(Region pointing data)
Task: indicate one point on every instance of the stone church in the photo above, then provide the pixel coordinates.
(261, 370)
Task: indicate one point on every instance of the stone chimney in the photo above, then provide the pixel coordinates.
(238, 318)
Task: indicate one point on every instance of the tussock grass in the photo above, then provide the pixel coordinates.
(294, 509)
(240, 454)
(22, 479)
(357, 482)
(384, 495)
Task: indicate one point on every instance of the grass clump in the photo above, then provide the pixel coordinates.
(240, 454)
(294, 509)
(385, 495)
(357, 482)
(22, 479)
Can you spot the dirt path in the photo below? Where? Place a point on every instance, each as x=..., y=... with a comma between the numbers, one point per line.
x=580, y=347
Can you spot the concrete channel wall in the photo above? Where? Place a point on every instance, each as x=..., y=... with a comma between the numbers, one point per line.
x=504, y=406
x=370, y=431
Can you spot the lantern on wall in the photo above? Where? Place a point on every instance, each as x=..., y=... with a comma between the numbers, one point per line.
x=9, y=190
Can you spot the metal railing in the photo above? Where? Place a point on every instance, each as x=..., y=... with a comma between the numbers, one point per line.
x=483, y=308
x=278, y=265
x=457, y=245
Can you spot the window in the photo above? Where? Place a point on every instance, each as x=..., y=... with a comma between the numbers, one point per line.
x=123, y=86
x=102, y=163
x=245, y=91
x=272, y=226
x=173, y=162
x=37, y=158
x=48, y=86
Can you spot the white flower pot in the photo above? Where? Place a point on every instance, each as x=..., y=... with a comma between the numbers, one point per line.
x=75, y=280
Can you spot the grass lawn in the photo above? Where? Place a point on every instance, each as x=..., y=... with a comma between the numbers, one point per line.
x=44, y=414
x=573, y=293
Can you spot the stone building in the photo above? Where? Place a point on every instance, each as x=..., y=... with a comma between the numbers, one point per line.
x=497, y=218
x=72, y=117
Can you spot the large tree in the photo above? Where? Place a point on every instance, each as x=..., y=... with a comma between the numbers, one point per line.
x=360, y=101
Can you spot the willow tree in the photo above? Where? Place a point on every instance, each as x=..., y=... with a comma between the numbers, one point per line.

### Work instructions
Every record listed above should be reproduced exactly.

### Response to this task
Task: indicate one point on every instance of the stone church in the photo above, then provide the pixel coordinates.
(261, 370)
Task: indicate one point on every instance of the stone chimney in the photo above, then provide the pixel coordinates.
(238, 318)
Task: indicate one point on every instance of the tussock grass in the photo above, then provide the pixel coordinates.
(294, 509)
(240, 454)
(22, 479)
(357, 482)
(384, 495)
Task: indicate one point on every instance of the grass clump in the photo above, then provide the pixel coordinates.
(240, 454)
(294, 509)
(385, 495)
(357, 482)
(22, 479)
Can you spot the dirt path in the photo below? Where? Place a point on every instance, each as x=..., y=... with a comma between the numbers, one point per line.
x=580, y=347
Can you spot the concrete channel wall in the photo above? Where? Place a point on every instance, each as x=..., y=... with a comma between the numbers, one point per line.
x=504, y=406
x=370, y=431
Can you spot the lantern on wall in the photo above? Where? Place a point on every instance, each as x=..., y=... with a comma between the numbers, one point per line.
x=9, y=190
Can you spot the metal railing in the photo above? Where? Place a point on every instance, each as x=..., y=... with a comma between the numbers, one point per line.
x=483, y=308
x=278, y=265
x=457, y=245
Can you spot the window in the photo above? Where? Place a point on every instance, each as x=..., y=... with a comma between the numbers, one point per line.
x=123, y=86
x=102, y=163
x=245, y=91
x=272, y=226
x=173, y=162
x=37, y=158
x=48, y=86
Can you spot the white flower pot in the photo above? Where? Place a point on every instance, each as x=..., y=... with a comma between the numbers, one point per line.
x=75, y=280
Can you spot the grass lawn in the photo above? Where? Place a point on every instance, each as x=..., y=... with a comma between the numbers, one point per line.
x=44, y=414
x=573, y=293
Can you spot the stone building in the photo above? Where? Place a point on every instance, each as x=..., y=... with a comma between the numbers, one point per line.
x=497, y=218
x=72, y=117
Can you spot the large tree in the photo above? Where? Place a point on every instance, each as x=..., y=... with a comma between the numbers, one point per line.
x=360, y=101
Can you spot the willow tree in the photo above? Where? Place a point on every instance, each as x=..., y=... with a comma between the numbers, one point per line.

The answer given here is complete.